> [CONSEGNA SCRITTA 1]: Secondo l'estratto del testo, da quante tele dipinte è composta la grande opera di Gerardo Marazzi?
> [CONSEGNA SCRITTA 2]: Converti in tabella Markdown, con le colonne "Numero" e "Riga della voce", il tratto delle voci che si apre con la riga contenente "Can you find the black hair?" e si chiude con la riga contenente "[[1073, 602]]", entrambe incluse. Tralascia le righe vuote e riporta solo quel tratto.

> [ESTRATTO DEL TESTO]:
☆ ☆ ☆ ☆ ☆
GERARDO MARAZZI
IL NOME DI DIO
Qualcosa. Qualcuno.
Nitida percezione di sfiorata presenza o infausto abbandono. Ricercato negli Elementi, nei Simboli, nel significato delle parole che a Lui hanno dato “battesimo”. Nella devozione sacra che l’uomo avverte al sintomo della Sua presenza, anche quando crede senza praticare, l’uomo nomina usando LOGOS (parola) come definizione del Nome di Dio. «IN PRINCIPIO ERA IL VERBO, E IL VERBO ERA PRESSO DIO E IL VERBO ERA DIO». Vangelo secondo Giovanni
Partendo da LOGOS, dalle sue possibili interpretazioni: parola, discorso, verbo supremo, Dio (…), vorrei presentare, con poche parole aggiunte a quelle che si fondono nella sua pittura, la grande opera di Gerardo Marazzi: 7 Tele dipinte. 7 Simboli. Trascrizioni criptiche celate, dei segni usati dagli uomini per scrivere, tramandare e professare Il Nome di Dio. 7 Profezie racchiuse tra Storia e Tradizione. Mito e Uomo. Speranza e Fede. 7 Come i giorni della Creazione.
☆ ☆ ☆ ☆ ☆
> [MATERIALI FORNITI]:
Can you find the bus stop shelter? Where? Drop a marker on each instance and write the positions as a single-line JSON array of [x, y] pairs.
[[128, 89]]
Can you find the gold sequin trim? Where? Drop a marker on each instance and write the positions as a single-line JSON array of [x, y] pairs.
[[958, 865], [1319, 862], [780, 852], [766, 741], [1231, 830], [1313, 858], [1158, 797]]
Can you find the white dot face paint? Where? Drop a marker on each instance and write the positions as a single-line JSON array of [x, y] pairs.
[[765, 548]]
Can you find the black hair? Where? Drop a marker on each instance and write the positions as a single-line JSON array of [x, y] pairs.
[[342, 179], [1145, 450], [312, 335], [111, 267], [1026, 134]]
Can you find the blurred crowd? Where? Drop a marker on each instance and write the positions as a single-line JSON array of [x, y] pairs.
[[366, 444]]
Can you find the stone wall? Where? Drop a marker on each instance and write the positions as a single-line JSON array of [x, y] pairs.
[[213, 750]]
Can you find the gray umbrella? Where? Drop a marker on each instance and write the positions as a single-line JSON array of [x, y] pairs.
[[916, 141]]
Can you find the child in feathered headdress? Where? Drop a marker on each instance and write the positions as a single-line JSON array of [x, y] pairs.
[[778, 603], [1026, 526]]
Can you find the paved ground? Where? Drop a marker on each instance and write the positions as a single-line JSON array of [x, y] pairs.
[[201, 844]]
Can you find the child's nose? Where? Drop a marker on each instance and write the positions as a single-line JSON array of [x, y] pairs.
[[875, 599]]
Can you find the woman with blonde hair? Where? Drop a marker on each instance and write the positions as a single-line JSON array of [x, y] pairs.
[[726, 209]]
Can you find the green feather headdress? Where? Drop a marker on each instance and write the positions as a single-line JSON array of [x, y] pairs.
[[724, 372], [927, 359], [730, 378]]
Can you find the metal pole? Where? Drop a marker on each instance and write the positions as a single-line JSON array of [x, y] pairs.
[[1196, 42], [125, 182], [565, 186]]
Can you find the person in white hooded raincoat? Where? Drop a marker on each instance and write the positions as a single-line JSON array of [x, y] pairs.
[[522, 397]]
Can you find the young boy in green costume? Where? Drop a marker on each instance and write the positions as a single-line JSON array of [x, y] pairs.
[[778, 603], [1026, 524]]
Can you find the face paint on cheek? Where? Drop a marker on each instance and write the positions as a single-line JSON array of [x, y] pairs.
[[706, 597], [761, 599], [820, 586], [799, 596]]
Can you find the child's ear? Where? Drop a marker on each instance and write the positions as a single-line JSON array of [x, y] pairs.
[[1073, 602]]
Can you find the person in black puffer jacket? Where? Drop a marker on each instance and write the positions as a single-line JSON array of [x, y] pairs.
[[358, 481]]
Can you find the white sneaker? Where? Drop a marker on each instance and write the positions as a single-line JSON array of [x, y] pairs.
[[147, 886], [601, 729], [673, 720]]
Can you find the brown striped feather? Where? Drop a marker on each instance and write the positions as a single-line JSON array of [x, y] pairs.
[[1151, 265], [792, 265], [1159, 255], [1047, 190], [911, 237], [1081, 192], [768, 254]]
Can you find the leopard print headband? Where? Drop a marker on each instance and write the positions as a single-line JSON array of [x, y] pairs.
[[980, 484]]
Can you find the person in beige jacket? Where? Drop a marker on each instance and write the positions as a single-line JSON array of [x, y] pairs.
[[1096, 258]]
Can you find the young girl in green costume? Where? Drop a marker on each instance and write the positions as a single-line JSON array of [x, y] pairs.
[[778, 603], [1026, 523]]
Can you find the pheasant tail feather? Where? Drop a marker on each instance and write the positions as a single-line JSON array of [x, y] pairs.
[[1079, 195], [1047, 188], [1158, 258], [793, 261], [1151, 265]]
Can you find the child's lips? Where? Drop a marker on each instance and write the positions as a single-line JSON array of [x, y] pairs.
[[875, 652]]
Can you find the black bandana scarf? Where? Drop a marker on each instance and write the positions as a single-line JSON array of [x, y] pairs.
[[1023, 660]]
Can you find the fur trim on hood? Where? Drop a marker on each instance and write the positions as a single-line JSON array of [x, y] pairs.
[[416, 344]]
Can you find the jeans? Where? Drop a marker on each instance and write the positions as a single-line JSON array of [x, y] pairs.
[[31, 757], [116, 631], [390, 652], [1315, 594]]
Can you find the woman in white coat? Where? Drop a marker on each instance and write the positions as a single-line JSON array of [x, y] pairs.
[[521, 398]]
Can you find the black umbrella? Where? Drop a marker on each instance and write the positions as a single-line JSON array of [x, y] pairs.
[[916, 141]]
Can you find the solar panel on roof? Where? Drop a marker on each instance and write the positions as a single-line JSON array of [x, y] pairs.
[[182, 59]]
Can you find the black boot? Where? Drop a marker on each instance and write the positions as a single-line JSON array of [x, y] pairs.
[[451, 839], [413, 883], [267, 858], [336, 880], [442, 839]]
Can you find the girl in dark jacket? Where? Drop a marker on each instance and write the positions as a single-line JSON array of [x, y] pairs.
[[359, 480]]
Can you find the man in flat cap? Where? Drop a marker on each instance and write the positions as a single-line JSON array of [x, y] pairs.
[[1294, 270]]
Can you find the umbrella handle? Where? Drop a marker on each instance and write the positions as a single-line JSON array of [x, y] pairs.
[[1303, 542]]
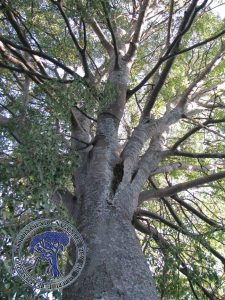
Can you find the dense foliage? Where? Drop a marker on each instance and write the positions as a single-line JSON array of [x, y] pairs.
[[52, 62]]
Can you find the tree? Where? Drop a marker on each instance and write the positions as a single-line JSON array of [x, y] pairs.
[[47, 245], [115, 110]]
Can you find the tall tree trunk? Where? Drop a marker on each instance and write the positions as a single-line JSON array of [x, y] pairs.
[[115, 266]]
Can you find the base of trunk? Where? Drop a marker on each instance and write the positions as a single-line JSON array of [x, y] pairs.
[[115, 266]]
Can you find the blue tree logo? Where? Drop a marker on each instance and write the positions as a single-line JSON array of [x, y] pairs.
[[48, 244]]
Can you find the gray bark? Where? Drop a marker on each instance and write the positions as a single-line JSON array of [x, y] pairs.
[[115, 267]]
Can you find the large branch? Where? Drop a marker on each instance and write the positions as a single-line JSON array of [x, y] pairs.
[[114, 40], [169, 191], [81, 51], [98, 31]]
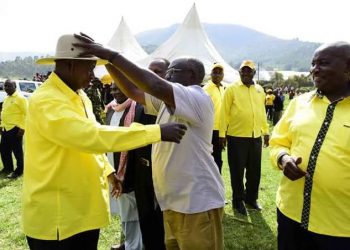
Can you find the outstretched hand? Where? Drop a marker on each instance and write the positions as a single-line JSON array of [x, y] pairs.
[[117, 187], [290, 167], [172, 131], [90, 47]]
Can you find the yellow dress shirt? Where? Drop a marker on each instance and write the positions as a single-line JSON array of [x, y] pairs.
[[269, 99], [14, 110], [295, 134], [65, 188], [243, 111], [216, 94]]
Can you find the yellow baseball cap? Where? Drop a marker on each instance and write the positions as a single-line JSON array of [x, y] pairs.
[[247, 63]]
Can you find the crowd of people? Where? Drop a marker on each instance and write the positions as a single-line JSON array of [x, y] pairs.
[[170, 195]]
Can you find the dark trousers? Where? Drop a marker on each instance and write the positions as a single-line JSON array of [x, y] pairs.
[[276, 116], [291, 236], [217, 149], [269, 112], [150, 215], [10, 142], [87, 240], [244, 154]]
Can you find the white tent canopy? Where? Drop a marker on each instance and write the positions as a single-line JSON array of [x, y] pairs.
[[191, 40], [124, 42]]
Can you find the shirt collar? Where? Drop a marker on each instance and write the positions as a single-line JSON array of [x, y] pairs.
[[241, 83], [211, 83], [64, 87], [15, 94]]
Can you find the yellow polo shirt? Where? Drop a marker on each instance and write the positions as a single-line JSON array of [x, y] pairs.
[[269, 99], [243, 111], [14, 110], [216, 94], [65, 188], [295, 134]]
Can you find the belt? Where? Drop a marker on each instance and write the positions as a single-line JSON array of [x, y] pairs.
[[145, 162]]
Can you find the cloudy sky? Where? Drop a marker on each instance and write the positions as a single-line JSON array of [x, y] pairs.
[[35, 25]]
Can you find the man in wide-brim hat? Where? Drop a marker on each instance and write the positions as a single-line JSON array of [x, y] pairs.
[[65, 187]]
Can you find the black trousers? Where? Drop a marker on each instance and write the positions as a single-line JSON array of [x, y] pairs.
[[87, 240], [244, 154], [150, 215], [269, 112], [217, 149], [276, 116], [291, 236], [10, 142]]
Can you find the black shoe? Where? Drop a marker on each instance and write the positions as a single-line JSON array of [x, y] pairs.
[[13, 175], [5, 172], [240, 207], [118, 247], [254, 204]]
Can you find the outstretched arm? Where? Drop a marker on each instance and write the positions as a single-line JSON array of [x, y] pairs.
[[144, 79], [124, 84]]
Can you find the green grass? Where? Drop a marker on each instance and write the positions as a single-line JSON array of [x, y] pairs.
[[257, 231]]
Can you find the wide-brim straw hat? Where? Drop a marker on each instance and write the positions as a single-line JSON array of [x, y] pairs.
[[66, 50]]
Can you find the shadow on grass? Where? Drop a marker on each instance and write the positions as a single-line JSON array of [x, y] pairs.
[[4, 181], [248, 232]]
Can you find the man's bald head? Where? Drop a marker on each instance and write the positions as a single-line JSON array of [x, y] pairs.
[[159, 66], [330, 69], [187, 71], [339, 49]]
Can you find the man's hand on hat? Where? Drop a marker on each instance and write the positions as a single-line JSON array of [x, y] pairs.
[[172, 131], [90, 47]]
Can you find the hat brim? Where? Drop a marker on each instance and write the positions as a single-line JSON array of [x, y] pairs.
[[51, 60]]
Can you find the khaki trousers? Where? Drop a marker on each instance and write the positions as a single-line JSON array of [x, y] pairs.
[[200, 231]]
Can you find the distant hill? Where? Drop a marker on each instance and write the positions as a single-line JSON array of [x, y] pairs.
[[10, 56], [236, 43]]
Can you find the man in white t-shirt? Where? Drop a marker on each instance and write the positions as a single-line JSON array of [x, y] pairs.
[[188, 185]]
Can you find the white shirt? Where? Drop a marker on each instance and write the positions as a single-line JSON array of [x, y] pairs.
[[185, 176]]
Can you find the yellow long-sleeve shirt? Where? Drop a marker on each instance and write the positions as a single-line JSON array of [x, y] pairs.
[[295, 134], [243, 111], [65, 189], [216, 94], [14, 110]]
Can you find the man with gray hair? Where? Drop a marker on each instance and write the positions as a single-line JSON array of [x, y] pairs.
[[187, 182], [310, 144], [65, 187]]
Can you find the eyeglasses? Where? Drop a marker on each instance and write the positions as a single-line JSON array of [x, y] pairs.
[[172, 71]]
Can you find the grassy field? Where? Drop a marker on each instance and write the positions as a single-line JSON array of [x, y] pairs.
[[257, 231]]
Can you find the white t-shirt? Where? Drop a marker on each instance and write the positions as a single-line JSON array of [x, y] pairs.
[[185, 176]]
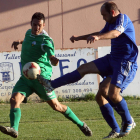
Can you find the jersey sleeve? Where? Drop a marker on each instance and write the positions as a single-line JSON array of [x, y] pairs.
[[121, 23], [105, 29], [48, 47]]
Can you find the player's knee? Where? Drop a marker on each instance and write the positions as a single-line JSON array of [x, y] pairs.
[[113, 97], [98, 97], [13, 101], [59, 108], [83, 69], [103, 91]]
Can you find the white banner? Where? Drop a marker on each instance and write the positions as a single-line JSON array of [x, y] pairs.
[[70, 60], [133, 88]]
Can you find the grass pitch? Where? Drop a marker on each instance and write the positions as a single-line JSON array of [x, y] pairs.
[[40, 122]]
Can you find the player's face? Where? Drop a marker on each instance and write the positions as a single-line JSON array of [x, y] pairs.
[[37, 26], [106, 16]]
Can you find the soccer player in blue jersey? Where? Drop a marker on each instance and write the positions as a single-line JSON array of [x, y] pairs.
[[38, 47], [118, 68]]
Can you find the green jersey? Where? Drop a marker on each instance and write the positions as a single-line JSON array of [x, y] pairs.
[[38, 48]]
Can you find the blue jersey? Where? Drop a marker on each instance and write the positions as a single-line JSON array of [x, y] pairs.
[[124, 46]]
☆ ☆ ☆ ☆ ☆
> [SOLUZIONE SVOLTA 1]: Da 7 tele dipinte.

> [SOLUZIONE SVOLTA 2]:
| Numero | Riga della voce |
|---|---|
| 1 | Can you find the black hair? Where? Drop a marker on each instance and write the positions as a single-line JSON array of [x, y] pairs. |
| 2 | [[342, 179], [1145, 450], [312, 335], [111, 267], [1026, 134]] |
| 3 | Can you find the blurred crowd? Where? Drop a marker on each instance and write the positions as a single-line JSON array of [x, y] pairs. |
| 4 | [[366, 444]] |
| 5 | Can you find the stone wall? Where? Drop a marker on each instance and write the positions as a single-line JSON array of [x, y] pairs. |
| 6 | [[213, 750]] |
| 7 | Can you find the gray umbrella? Where? Drop a marker on each instance and write the positions as a single-line JSON array of [x, y] pairs. |
| 8 | [[916, 141]] |
| 9 | Can you find the child in feathered headdress? Where? Drop a marker on each instance and write the positions as a single-line JSON array of [x, y] pairs. |
| 10 | [[778, 603], [1026, 526]] |
| 11 | Can you find the paved ground? Where? Drop a marker on each instance and write the positions as a single-line JSON array of [x, y] pairs. |
| 12 | [[201, 844]] |
| 13 | Can you find the child's nose? Where? Drop a marker on each instance and write the positions as a single-line JSON array of [x, y] pairs. |
| 14 | [[875, 599]] |
| 15 | Can you find the woman with blonde hair? Where? Drop a marker on each instance and write the positions as a single-line JSON array of [x, y] pairs. |
| 16 | [[726, 209]] |
| 17 | Can you find the green feather headdress? Where? Drop a marker on each instance and write the positions as a single-line JSON array of [x, y] pairs. |
| 18 | [[724, 372], [927, 359], [730, 378]] |
| 19 | Can you find the metal pole? Where? Drop a marker on each instance and write the positions as a single-line JSON array of [x, y] pairs. |
| 20 | [[1196, 42], [125, 182], [565, 186]] |
| 21 | Can you find the person in white hooded raincoat? Where? Drop a marker on each instance and write the positions as a single-line JSON array of [x, y] pairs. |
| 22 | [[522, 397]] |
| 23 | Can you find the young boy in green costume? Where? Drop a marker on each instance and write the positions as a single-line JSON array of [x, y] pairs. |
| 24 | [[778, 603], [1026, 524]] |
| 25 | Can you find the face paint on cheek? Where? Drop a marker on each instance and write the positions as a single-line JSON array of [x, y] pairs. |
| 26 | [[706, 597], [761, 599], [820, 586], [799, 596]] |
| 27 | Can you find the child's ear? Where? Drop a marker on each instance and write the positions as a single-line JSON array of [x, y] pairs. |
| 28 | [[1073, 602]] |